Extrait du texte:
:::::
INTERVIEW du Professeur Henri Broch
2001.01.24.15h30
Pour
La Gazeto par Jean-Pierre Cavelan

La Gazeto(LG)- Qui êtes-vous Pr Henri Broch ?
Pr Henri Broch (HB)- Je suis physicien, docteur ès sciences, professeur à l'université de Nice-Sophia Antipolis, où j'enseigne la physique et la zététique.
LG- Comment se présente la zététique par rapport à la physique ? Est-ce une discipline marginale ?
HB- Non, ce n'est pas une discipline marginale, mais elle est tout de même un peu particulière. A l'Université de Nice-Sophia Antipolis elle est reconnue et l'enseignement de zététique que je dispense est un enseignement officiel pris en charge, statutairement, par le département de physique. Mais cela est propre à l'université de Nice... Ce qui peut expliquer que si l'on demande ce qu'est la zététique à un physicien de Paris, celui ci peut très bien avouer une réelle ignorance.
LG- Si je comprends bien la zététique n'appartient pas spécialement à la physique ?
HB- Non la zététique est transdisciplinaire, elle est censée toucher toutes les disciplines, mais comme elle n'est pratiquée qu'au sein de la Faculté des Sciences de Nice par un physicien, c'est sous l'égide du département de physique et sous la responsabilité de l'Université qu'elle est enseignée.
LG- Est-ce que d'autres Universités s'intéressent aussi à la zététique ?
HB- Qui s'intéressent ? Oui.
Qui dispensent un cours régulier ? Non.
Ici l'enseignement en est à sa huitième année.
Mais quelques initiatives viennent de voir le jour.
En novembre 2000 un confrère de Paris-Nord (M. Elie Volf), à l'IUT de St Denis, a initié un cours de zététique intitulé officiellement "Science, pseudo-sciences et Zététique », cours-TD de 6 heures pour des étudiants de 1ère année, et en avril 2001 un autre collègue (M. Vincent Laget) ouvre un "Cours de Zététique"de 10 heures à l' ESIGETEL, école d'ingénieurs spécialisés en réseaux et télécommunications située à Fontainebleau. Un essaimage est donc en train de se produire mais il est à peine commençant.
LG- Est-ce qu'en dehors de la France, ailleurs sur la planète,il existe des initiatives analogues ?
HB- Ici ou là des cours de démystification du paranormal sont dispensés ponctuellement, occasionnellement, mais à ma connaissance, aucun enseignement analogue n'est dispensé dans un cursus officiel ailleurs que dans notre Université. Enseignement sanctionné par un examen.
Depuis cette année, en premier semestre, les étudiants en Sciences de la Vie et de la Terre ont, de plus, une partie zététique obligatoire, ils ont un examen à passer en février, et en second semestre ils ont un module optionnel, c'est-à-dire que parmi plusieurs options, ils sont tenus d'en choisir une, qui en particulier peut être la zététique. Jusqu'à l'année passée l'enseignement n'était qu'optionnel mais il avait réuni plus de 1700 étudiants en 7 ans.
LG- Peut-on dire que c'est une discipline nouvelle ?
:::::
Enregistrements d'un jeu de données:
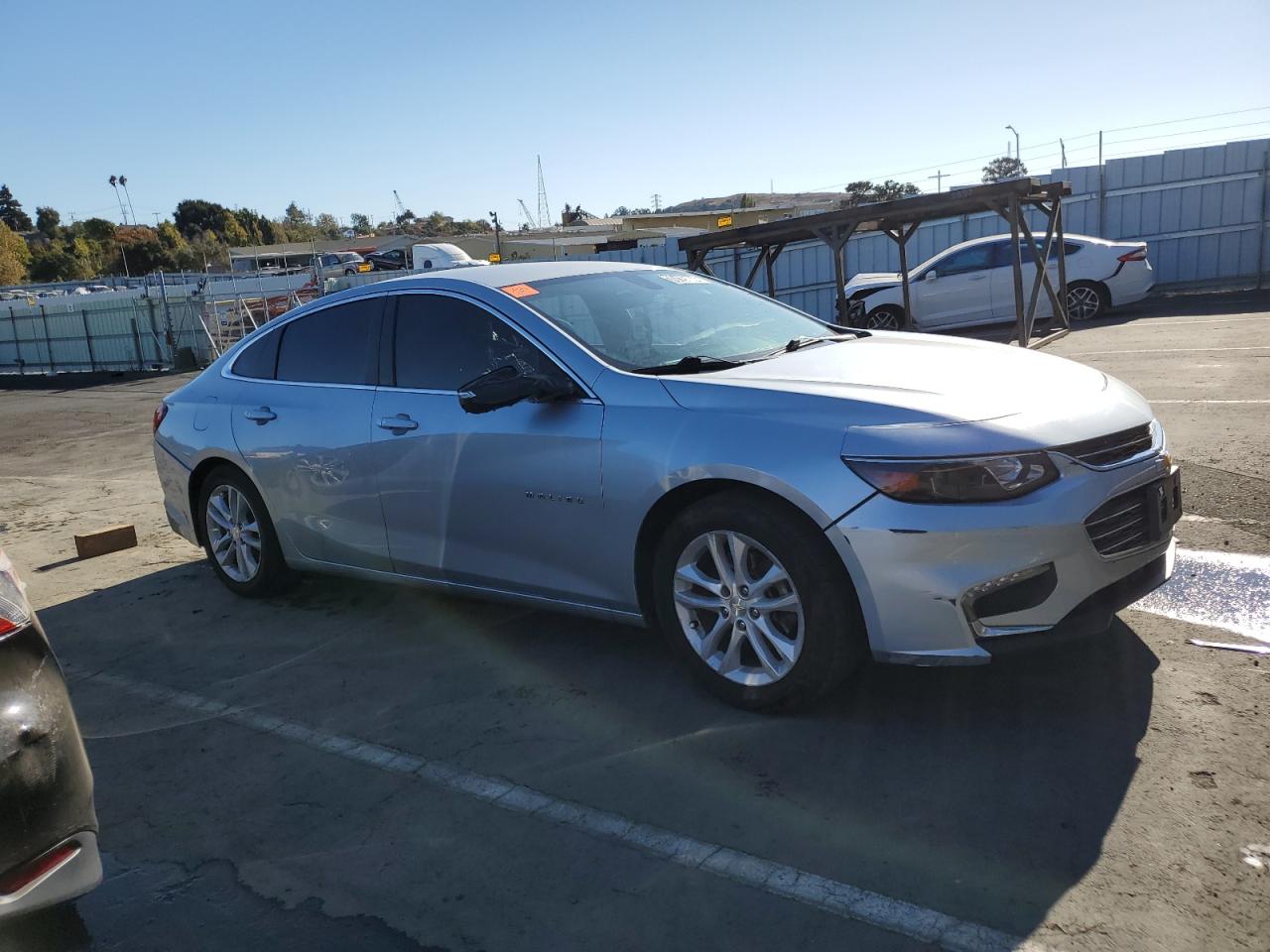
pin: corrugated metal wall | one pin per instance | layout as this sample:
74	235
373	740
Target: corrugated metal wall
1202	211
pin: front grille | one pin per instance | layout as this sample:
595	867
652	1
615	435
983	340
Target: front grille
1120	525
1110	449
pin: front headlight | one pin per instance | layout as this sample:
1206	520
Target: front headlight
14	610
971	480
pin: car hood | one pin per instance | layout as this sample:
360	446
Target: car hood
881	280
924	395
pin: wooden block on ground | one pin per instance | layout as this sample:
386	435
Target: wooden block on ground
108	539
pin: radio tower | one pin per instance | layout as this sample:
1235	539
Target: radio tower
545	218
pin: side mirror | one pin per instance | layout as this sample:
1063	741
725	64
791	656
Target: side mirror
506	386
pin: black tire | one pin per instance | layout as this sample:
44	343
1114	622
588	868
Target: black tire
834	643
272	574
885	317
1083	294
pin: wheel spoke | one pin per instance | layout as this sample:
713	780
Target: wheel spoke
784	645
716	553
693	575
:::::
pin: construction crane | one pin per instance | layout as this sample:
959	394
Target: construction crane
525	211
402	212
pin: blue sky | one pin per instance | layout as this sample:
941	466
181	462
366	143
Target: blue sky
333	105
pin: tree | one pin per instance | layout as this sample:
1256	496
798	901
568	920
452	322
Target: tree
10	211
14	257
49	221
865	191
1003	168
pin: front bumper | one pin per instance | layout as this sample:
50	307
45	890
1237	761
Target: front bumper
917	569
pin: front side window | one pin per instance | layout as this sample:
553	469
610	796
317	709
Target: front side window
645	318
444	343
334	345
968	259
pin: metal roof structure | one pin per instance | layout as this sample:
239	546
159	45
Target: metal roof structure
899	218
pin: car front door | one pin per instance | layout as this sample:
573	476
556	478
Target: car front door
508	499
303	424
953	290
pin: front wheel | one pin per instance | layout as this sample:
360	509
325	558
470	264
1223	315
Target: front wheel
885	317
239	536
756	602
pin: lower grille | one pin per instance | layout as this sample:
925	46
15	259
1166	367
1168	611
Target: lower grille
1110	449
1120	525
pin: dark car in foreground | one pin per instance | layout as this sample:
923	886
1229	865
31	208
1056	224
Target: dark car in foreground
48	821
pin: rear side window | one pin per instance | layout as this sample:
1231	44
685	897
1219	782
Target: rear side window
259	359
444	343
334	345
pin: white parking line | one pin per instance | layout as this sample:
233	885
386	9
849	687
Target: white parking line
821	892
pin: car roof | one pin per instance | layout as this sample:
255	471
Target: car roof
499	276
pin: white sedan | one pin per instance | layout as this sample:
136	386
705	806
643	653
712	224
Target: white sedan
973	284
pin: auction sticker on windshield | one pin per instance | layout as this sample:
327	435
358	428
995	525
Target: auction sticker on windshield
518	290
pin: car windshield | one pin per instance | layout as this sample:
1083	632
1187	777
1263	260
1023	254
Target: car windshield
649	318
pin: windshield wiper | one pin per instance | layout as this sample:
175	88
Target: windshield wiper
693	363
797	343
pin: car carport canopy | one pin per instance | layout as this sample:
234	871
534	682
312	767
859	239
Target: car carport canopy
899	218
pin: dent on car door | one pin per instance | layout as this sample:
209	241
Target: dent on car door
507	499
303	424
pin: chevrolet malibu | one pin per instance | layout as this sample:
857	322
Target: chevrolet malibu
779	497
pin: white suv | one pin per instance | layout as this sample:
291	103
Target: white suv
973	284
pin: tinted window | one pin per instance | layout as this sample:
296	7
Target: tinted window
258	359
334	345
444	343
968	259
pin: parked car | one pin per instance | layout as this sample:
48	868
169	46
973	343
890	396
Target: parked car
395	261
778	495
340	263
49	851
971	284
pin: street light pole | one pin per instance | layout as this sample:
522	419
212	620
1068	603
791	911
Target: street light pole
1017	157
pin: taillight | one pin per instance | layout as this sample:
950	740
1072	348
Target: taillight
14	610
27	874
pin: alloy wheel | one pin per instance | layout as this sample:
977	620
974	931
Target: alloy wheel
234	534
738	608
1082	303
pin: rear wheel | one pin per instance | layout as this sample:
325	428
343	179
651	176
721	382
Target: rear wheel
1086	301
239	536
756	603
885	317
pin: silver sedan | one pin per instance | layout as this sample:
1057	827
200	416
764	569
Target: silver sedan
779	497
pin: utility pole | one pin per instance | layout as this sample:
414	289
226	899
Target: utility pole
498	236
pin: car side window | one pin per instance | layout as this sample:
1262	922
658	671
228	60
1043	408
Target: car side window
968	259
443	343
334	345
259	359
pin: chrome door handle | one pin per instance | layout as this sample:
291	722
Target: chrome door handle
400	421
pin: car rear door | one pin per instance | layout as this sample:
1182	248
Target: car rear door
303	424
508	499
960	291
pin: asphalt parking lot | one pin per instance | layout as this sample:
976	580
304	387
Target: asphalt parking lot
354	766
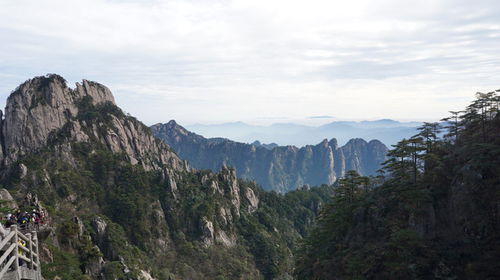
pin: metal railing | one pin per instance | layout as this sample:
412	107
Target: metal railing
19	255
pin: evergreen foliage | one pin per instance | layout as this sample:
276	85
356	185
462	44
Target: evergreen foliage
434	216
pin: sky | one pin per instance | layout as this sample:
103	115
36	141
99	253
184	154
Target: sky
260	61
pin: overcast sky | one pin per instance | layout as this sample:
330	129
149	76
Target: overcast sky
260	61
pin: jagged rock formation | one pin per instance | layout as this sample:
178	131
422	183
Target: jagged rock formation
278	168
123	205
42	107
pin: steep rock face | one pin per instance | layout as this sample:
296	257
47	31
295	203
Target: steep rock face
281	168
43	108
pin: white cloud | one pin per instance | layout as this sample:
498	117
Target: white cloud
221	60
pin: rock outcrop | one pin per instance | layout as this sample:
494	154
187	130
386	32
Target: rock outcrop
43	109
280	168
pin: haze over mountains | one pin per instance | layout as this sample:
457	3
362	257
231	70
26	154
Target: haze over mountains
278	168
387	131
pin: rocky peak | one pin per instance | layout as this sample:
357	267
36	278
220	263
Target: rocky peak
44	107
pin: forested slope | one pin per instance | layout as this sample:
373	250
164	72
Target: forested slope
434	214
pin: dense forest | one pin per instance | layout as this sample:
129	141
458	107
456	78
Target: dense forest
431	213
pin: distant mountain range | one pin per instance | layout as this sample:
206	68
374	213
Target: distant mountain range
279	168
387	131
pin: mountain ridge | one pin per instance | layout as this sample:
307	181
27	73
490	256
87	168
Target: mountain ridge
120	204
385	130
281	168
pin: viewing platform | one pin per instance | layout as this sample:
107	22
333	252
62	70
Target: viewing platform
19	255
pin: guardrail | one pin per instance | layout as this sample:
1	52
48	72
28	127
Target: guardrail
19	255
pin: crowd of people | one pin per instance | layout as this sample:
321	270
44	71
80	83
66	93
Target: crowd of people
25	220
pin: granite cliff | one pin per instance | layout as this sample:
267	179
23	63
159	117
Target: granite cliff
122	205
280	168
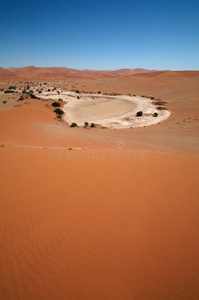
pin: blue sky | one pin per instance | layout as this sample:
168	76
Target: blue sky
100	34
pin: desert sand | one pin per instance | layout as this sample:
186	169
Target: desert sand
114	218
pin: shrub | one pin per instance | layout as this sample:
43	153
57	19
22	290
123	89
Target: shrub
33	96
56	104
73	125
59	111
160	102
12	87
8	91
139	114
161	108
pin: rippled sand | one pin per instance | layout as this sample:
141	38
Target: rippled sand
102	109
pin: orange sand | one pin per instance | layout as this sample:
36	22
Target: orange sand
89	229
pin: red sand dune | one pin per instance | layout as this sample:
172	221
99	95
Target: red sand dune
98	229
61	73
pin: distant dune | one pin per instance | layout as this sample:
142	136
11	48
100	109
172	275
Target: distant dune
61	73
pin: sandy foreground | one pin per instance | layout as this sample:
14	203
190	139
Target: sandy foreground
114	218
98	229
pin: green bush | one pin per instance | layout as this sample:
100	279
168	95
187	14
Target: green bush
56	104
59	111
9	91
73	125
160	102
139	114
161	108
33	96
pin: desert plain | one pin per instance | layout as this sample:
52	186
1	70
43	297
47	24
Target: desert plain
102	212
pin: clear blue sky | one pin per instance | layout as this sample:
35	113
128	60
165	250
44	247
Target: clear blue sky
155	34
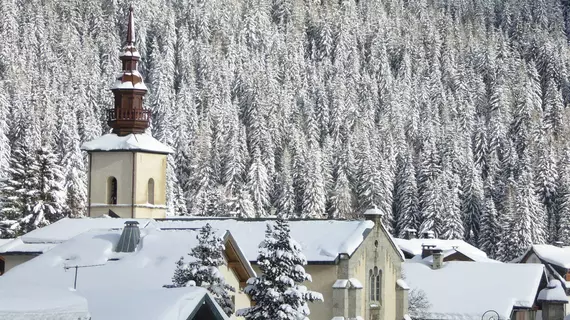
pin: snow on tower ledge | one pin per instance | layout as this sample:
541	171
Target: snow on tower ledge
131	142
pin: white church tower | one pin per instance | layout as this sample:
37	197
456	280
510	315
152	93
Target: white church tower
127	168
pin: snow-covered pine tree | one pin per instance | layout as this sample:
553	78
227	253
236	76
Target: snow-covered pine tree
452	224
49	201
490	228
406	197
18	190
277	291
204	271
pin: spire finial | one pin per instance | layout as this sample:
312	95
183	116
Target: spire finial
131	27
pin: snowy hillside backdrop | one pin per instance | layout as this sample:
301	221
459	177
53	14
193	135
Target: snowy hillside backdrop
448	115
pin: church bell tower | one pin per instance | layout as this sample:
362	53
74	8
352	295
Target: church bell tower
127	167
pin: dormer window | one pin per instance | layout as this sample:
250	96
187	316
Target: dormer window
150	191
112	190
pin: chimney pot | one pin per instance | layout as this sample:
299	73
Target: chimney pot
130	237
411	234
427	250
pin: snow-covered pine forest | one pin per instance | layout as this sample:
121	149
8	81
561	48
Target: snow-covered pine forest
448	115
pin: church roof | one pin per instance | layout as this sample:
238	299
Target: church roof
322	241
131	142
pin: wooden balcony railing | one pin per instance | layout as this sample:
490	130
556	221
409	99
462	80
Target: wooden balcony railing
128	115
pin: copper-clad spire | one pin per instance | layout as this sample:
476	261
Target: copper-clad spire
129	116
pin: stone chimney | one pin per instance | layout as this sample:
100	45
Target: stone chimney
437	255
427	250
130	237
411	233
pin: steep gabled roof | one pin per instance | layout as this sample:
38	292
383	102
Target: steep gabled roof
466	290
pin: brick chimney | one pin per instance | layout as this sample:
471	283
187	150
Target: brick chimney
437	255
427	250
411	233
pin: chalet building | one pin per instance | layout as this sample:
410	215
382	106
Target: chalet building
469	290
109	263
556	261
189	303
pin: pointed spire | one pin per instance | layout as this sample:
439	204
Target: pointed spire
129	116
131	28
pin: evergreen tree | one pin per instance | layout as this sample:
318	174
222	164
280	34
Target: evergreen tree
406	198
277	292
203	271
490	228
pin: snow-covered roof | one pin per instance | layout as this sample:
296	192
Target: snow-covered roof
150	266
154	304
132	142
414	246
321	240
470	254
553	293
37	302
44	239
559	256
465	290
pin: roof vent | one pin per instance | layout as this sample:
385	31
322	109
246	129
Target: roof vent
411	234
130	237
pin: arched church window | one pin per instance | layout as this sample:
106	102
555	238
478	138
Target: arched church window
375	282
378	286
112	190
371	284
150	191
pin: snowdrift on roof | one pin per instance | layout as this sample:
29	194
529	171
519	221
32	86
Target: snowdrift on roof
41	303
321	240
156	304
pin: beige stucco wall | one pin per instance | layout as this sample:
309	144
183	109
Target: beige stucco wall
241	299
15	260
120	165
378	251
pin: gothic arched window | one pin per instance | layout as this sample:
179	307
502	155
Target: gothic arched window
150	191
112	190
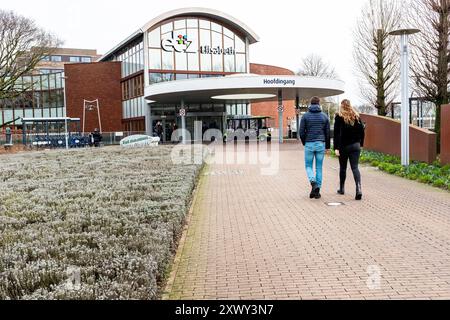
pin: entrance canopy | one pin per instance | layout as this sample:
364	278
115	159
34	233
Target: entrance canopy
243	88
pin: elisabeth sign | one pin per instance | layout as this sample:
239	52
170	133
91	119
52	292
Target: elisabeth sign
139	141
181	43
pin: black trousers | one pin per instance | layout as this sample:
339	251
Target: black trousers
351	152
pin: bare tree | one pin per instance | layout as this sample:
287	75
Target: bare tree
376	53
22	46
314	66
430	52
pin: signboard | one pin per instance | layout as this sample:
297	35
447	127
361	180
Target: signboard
:::::
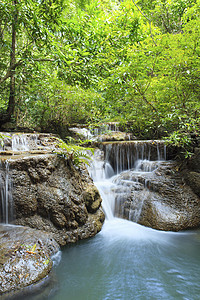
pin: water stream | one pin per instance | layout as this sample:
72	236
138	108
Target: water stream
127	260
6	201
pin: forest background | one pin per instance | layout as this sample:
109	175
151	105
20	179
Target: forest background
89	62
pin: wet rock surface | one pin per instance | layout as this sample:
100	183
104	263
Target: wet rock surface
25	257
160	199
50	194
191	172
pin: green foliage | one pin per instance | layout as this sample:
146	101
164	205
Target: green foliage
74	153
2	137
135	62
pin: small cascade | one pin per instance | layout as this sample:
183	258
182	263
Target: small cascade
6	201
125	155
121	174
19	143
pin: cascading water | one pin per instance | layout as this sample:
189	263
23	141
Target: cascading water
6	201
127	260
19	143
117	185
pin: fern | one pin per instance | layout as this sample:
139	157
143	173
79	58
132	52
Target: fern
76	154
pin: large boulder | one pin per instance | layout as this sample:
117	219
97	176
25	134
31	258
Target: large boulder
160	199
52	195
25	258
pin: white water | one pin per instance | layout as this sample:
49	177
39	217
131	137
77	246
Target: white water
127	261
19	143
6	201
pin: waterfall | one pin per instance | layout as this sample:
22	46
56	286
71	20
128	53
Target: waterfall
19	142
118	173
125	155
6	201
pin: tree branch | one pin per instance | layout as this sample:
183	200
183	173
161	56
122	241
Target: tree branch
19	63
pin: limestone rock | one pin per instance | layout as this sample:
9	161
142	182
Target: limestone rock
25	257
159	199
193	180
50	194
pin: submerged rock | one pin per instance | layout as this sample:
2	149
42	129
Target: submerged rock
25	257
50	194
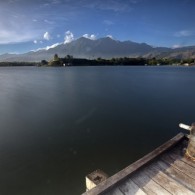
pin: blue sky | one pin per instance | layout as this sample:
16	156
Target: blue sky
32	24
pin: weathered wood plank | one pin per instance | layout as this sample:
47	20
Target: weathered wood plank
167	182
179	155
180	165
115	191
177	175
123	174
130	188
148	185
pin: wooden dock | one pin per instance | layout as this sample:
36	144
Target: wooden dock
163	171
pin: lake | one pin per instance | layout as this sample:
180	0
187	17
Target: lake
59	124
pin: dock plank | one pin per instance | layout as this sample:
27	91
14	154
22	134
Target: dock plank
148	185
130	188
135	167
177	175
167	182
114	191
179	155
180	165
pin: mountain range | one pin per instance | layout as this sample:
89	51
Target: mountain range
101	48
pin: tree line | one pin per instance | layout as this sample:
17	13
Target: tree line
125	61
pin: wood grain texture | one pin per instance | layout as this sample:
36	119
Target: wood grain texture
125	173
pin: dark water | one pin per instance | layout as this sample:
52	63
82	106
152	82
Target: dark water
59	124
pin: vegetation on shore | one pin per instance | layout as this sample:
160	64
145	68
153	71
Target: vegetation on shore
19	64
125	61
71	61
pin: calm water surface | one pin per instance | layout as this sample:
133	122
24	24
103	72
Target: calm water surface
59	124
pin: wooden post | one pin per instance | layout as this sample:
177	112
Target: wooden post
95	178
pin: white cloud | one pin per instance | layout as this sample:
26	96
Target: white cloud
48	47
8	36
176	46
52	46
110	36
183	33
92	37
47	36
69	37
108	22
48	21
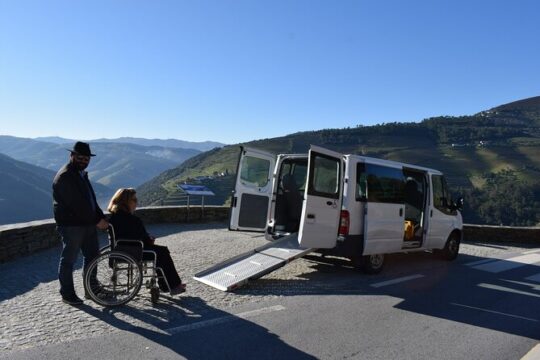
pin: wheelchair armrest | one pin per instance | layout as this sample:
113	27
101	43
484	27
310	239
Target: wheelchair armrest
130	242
:::::
Travail à faire:
• A. Répondez, s'il vous plaît, à ces questions sur l'entretien :
(i) Dans quelle université Henri Broch enseigne-t-il ?
(ii) Combien d'heures compte le cours de zététique ouvert à l'ESIGETEL en avril 2001 ?
(iii) Combien d'étudiants l'enseignement optionnel avait-il réunis en 7 ans ?
• B. Repérez toutes les lignes des enregistrements où figure la chaîne « black », puis recopiez-les.

Solutions ci-dessous:
• A.
(i) À l'université de Nice-Sophia Antipolis.
(ii) 10 heures.
(iii) Plus de 1700 étudiants.

• B.
pin: black tire | one pin per instance | layout as this sample:
Target: black tire
pin: black trousers | one pin per instance | layout as this sample:
Target: black trousers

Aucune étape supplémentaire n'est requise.